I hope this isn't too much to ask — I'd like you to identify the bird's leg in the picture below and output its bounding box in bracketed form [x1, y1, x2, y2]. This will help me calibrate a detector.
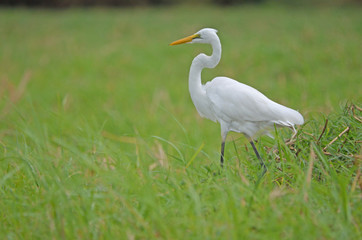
[250, 140, 266, 175]
[220, 140, 225, 167]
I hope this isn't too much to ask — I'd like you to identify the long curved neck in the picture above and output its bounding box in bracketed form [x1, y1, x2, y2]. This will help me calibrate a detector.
[189, 37, 221, 100]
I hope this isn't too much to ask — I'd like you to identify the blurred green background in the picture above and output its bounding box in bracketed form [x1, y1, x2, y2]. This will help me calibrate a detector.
[0, 0, 362, 239]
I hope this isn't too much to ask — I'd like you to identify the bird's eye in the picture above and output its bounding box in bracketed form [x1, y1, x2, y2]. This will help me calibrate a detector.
[192, 34, 201, 39]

- - - - -

| WHAT IS REQUIRED |
Without the pictures, restate each entry exactly.

| REPLY |
I hope this isn't too much to ask — I'd like you to identify the bird's leg in the picture below and output its bounding box in bracketed form [x1, y1, x2, y2]. This will help me calibrate a detector.
[250, 140, 266, 175]
[220, 140, 225, 167]
I hope this isn't too much to ask — I'd like you to identify the long curved neck in the picture above and output its bounding box in bracketed form [x1, y1, x2, y2]. This will help me calibrate a detector.
[189, 37, 221, 100]
I hope this isn't too much to ask — I'd like you to identify the blurred green background in the picture above and output its bounding box in bracketed form [x1, y1, x2, y2]. This will help me calibrate a detector.
[0, 0, 362, 239]
I hope this isn't too much to ask — I'd like you to identify the bird's eye in the picture above and output its bounding box in bracketed form [x1, y1, x2, y2]. This will help me calibrate a detector.
[192, 34, 201, 39]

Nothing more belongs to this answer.